-- Task requirements --
Exactly as written and without the pictures, output the entries below.

-- Information provided --

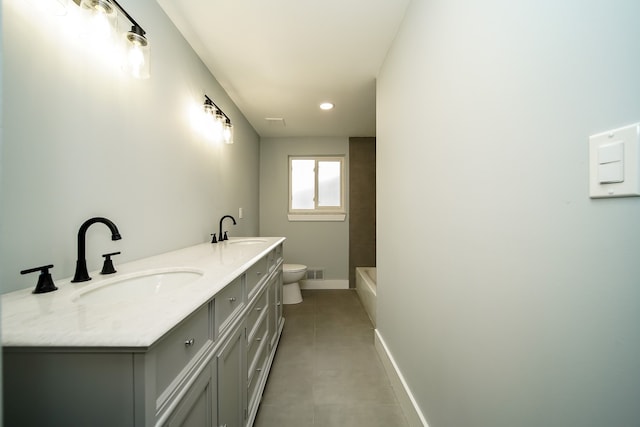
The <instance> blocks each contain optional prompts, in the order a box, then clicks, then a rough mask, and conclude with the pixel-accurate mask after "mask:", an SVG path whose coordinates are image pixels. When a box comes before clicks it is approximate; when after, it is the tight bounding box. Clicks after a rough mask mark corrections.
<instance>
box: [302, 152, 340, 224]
mask: <svg viewBox="0 0 640 427" xmlns="http://www.w3.org/2000/svg"><path fill="white" fill-rule="evenodd" d="M344 218H345V208H344V157H343V156H332V157H321V156H320V157H308V156H307V157H298V156H290V157H289V220H291V221H343V220H344Z"/></svg>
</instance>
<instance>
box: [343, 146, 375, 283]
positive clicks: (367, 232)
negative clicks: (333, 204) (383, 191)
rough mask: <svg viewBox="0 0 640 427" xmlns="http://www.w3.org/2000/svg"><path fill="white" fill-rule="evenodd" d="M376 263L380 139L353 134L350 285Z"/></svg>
mask: <svg viewBox="0 0 640 427" xmlns="http://www.w3.org/2000/svg"><path fill="white" fill-rule="evenodd" d="M375 265H376V139H375V138H349V287H351V288H355V287H356V277H355V276H356V275H355V271H356V267H367V266H369V267H372V266H375Z"/></svg>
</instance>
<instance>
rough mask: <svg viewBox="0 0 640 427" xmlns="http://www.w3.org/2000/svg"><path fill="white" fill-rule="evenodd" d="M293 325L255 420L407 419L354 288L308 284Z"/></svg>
mask: <svg viewBox="0 0 640 427" xmlns="http://www.w3.org/2000/svg"><path fill="white" fill-rule="evenodd" d="M303 298H304V301H303V302H302V303H301V304H295V305H285V306H284V316H285V319H286V321H285V327H284V331H283V333H282V337H281V339H280V345H279V347H278V352H277V354H276V357H275V360H274V363H273V367H272V369H271V374H270V376H269V380H268V382H267V386H266V389H265V392H264V395H263V397H262V403H261V405H260V408H259V410H258V415H257V418H256V422H255V424H254V426H255V427H276V426H277V427H306V426H323V427H329V426H340V427H376V426H380V427H383V426H384V427H396V426H397V427H402V426H407V423H406V420H405V418H404V415H403V413H402V410H401V409H400V405H399V404H398V401H397V399H396V396H395V394H394V392H393V389H392V388H391V384H390V383H389V379H388V377H387V375H386V372H385V370H384V367H383V365H382V363H381V362H380V359H379V357H378V354H377V353H376V350H375V347H374V344H373V326H372V325H371V322H370V320H369V318H368V317H367V314H366V312H365V311H364V308H363V307H362V305H361V304H360V300H359V299H358V295H357V294H356V292H355V291H354V290H322V291H315V290H314V291H303Z"/></svg>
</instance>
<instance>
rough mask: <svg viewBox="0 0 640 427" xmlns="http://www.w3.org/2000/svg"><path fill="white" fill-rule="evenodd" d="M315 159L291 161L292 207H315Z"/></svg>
mask: <svg viewBox="0 0 640 427" xmlns="http://www.w3.org/2000/svg"><path fill="white" fill-rule="evenodd" d="M315 165H316V162H315V160H305V159H297V160H292V161H291V208H292V209H313V208H314V207H315V203H314V195H315V187H316V185H315V181H316V178H315V171H314V169H315Z"/></svg>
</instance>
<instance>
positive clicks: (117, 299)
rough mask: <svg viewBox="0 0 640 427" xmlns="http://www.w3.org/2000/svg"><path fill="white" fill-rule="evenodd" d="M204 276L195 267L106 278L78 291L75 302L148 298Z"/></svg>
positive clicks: (174, 289) (145, 271)
mask: <svg viewBox="0 0 640 427" xmlns="http://www.w3.org/2000/svg"><path fill="white" fill-rule="evenodd" d="M201 277H202V272H201V271H199V270H193V269H184V268H180V269H163V270H152V271H145V272H140V273H133V274H128V275H126V276H122V277H119V278H114V279H106V280H102V281H100V282H97V283H95V284H92V285H89V286H88V287H86V288H84V289H82V290H80V291H78V292H76V293H75V294H74V295H73V296H72V300H73V302H82V303H85V302H87V303H88V302H91V303H93V302H109V301H113V300H120V299H123V298H124V299H126V300H128V301H130V300H134V299H140V298H148V297H153V296H156V295H161V294H165V293H167V292H171V291H173V290H175V289H176V288H180V287H183V286H185V285H188V284H189V283H191V282H194V281H195V280H198V279H199V278H201Z"/></svg>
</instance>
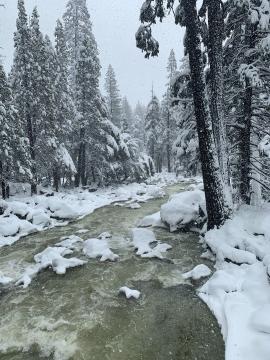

-- Output for this task --
The <instance> blocks each contain optional prompts, in the order a box, then clicks, then a rough mask, and conclude with the pixel-accurate mask after "mask:", an SVG path whose coordinates are image pixels. When a box comes before clicks it is approximate; when after, it is the tight bounding box. Clicks after a rough mask mark corrections.
<instance>
box: [302, 152, 340, 224]
mask: <svg viewBox="0 0 640 427" xmlns="http://www.w3.org/2000/svg"><path fill="white" fill-rule="evenodd" d="M344 218H345V208H344V157H343V156H332V157H321V156H320V157H308V156H307V157H298V156H290V157H289V220H291V221H343V220H344Z"/></svg>
</instance>
<instance>
box: [343, 146, 375, 283]
positive clicks: (367, 232)
negative clicks: (333, 204) (383, 191)
rough mask: <svg viewBox="0 0 640 427" xmlns="http://www.w3.org/2000/svg"><path fill="white" fill-rule="evenodd" d="M376 263L380 139L353 134L350 285Z"/></svg>
mask: <svg viewBox="0 0 640 427" xmlns="http://www.w3.org/2000/svg"><path fill="white" fill-rule="evenodd" d="M375 265H376V139H375V138H349V287H351V288H355V287H356V277H355V276H356V275H355V271H356V267H367V266H369V267H372V266H375Z"/></svg>
</instance>
<instance>
rough mask: <svg viewBox="0 0 640 427" xmlns="http://www.w3.org/2000/svg"><path fill="white" fill-rule="evenodd" d="M293 325L255 420L407 419L354 288L308 284Z"/></svg>
mask: <svg viewBox="0 0 640 427" xmlns="http://www.w3.org/2000/svg"><path fill="white" fill-rule="evenodd" d="M303 298H304V301H303V302H302V303H301V304H295V305H285V306H284V316H285V319H286V321H285V327H284V331H283V333H282V337H281V339H280V345H279V347H278V352H277V354H276V357H275V360H274V363H273V367H272V369H271V374H270V376H269V380H268V382H267V386H266V389H265V392H264V395H263V397H262V403H261V405H260V408H259V410H258V415H257V418H256V422H255V424H254V426H255V427H276V426H277V427H306V426H323V427H329V426H340V427H376V426H380V427H383V426H384V427H396V426H397V427H402V426H407V423H406V420H405V418H404V415H403V413H402V410H401V409H400V405H399V404H398V401H397V399H396V396H395V394H394V392H393V389H392V388H391V384H390V383H389V379H388V377H387V375H386V372H385V370H384V367H383V365H382V363H381V362H380V359H379V357H378V354H377V353H376V350H375V347H374V344H373V326H372V325H371V322H370V320H369V318H368V317H367V314H366V312H365V311H364V308H363V307H362V305H361V304H360V300H359V299H358V295H357V294H356V292H355V291H354V290H322V291H315V290H314V291H303Z"/></svg>
</instance>
<instance>
rough mask: <svg viewBox="0 0 640 427" xmlns="http://www.w3.org/2000/svg"><path fill="white" fill-rule="evenodd" d="M315 159L291 161L292 207H315Z"/></svg>
mask: <svg viewBox="0 0 640 427" xmlns="http://www.w3.org/2000/svg"><path fill="white" fill-rule="evenodd" d="M315 165H316V162H315V160H305V159H297V160H292V161H291V208H292V209H313V208H314V207H315V203H314V195H315V187H316V185H315V181H316V178H315V171H314V169H315Z"/></svg>
</instance>
<instance>
positive clicks: (117, 299)
rough mask: <svg viewBox="0 0 640 427" xmlns="http://www.w3.org/2000/svg"><path fill="white" fill-rule="evenodd" d="M204 276L195 267L106 278L78 291L75 302L148 298Z"/></svg>
positive clicks: (174, 289) (145, 271)
mask: <svg viewBox="0 0 640 427" xmlns="http://www.w3.org/2000/svg"><path fill="white" fill-rule="evenodd" d="M201 277H202V272H201V271H199V270H193V269H184V268H180V269H163V270H152V271H145V272H140V273H133V274H128V275H126V276H122V277H119V278H114V279H106V280H102V281H100V282H97V283H95V284H92V285H89V286H88V287H86V288H84V289H82V290H80V291H78V292H76V293H75V294H74V295H73V296H72V300H73V302H82V303H85V302H87V303H88V302H91V303H93V302H109V301H113V300H120V299H123V298H124V299H126V300H128V301H130V300H134V299H140V298H148V297H153V296H156V295H161V294H165V293H167V292H171V291H173V290H175V289H176V288H180V287H183V286H185V285H188V284H189V283H191V282H194V281H195V280H198V279H199V278H201Z"/></svg>
</instance>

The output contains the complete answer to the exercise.